▶ [TASK OBJECTIVE] How many lines in the data below contain the string "chair"? Case matters; reply with the number alone.

-- Start EXERCISE INPUT --

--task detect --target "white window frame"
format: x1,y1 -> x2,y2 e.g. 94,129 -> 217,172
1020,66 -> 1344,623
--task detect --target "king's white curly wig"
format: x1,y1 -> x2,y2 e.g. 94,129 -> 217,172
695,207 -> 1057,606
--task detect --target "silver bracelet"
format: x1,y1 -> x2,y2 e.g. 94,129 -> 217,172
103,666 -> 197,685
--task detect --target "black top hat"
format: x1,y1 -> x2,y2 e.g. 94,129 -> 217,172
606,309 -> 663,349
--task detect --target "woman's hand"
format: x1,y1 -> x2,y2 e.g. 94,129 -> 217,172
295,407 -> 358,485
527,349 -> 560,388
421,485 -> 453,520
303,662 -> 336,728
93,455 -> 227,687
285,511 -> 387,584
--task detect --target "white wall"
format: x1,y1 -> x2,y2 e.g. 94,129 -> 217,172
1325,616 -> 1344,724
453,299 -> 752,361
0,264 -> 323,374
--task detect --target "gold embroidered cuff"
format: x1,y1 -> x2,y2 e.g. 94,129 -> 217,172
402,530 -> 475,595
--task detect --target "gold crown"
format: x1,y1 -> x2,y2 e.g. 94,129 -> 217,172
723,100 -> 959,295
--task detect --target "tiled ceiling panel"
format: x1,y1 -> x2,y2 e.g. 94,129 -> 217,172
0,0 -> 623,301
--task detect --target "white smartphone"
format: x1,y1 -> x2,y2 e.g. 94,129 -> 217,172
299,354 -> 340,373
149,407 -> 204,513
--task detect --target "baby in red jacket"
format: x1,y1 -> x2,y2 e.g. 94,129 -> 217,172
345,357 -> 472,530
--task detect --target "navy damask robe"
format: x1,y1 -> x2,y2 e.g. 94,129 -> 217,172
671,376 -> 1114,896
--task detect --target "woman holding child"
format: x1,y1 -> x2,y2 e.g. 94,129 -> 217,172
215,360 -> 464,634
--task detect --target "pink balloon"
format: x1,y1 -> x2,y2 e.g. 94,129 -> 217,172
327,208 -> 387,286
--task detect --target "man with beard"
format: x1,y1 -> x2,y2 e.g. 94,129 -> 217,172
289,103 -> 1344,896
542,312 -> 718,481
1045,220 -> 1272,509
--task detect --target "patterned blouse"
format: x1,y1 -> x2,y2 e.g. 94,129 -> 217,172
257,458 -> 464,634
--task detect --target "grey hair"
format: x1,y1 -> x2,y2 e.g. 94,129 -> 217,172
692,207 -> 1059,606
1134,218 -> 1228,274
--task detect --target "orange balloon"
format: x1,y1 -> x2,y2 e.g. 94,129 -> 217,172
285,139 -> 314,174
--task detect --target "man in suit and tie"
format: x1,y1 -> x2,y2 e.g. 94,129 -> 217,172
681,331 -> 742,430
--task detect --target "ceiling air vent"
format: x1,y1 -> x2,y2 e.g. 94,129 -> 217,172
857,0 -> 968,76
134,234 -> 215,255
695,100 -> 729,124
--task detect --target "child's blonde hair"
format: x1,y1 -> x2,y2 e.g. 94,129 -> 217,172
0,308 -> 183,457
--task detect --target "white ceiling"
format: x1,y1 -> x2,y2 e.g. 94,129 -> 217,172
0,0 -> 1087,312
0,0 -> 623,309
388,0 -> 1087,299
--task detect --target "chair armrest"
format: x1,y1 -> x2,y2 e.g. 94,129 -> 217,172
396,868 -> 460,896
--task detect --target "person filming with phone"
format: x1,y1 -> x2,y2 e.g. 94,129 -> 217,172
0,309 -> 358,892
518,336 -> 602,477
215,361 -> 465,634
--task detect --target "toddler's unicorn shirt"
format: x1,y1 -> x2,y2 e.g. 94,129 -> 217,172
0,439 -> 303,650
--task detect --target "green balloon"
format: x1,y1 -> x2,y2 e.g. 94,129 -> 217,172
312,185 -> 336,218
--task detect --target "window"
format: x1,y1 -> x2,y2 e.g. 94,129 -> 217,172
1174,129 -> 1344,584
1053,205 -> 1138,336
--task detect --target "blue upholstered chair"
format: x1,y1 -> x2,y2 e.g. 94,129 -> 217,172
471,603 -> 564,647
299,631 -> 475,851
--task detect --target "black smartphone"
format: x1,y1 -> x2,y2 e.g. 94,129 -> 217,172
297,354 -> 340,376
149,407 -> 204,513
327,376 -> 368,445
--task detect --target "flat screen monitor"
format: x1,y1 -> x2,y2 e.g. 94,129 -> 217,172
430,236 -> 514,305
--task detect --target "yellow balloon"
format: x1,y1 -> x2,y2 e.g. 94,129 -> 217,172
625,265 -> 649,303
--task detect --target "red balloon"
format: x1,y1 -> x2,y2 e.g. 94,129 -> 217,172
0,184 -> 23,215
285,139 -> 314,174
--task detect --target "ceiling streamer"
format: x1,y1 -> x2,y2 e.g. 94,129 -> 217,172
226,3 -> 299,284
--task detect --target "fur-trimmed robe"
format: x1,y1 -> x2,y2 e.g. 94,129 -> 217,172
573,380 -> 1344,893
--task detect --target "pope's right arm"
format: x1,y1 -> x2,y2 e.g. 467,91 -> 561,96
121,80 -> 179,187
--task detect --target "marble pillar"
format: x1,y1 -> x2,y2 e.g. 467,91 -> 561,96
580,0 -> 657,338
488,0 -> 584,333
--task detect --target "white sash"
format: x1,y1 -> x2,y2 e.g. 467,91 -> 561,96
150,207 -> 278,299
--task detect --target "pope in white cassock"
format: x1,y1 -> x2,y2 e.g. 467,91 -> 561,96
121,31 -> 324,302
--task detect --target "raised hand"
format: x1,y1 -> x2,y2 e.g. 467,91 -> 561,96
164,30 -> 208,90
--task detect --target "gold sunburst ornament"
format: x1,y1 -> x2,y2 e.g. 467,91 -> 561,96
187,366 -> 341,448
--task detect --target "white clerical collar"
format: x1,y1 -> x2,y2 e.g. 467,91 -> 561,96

-- End EXERCISE INPUT --

▶ [TASK RESPONSE] 2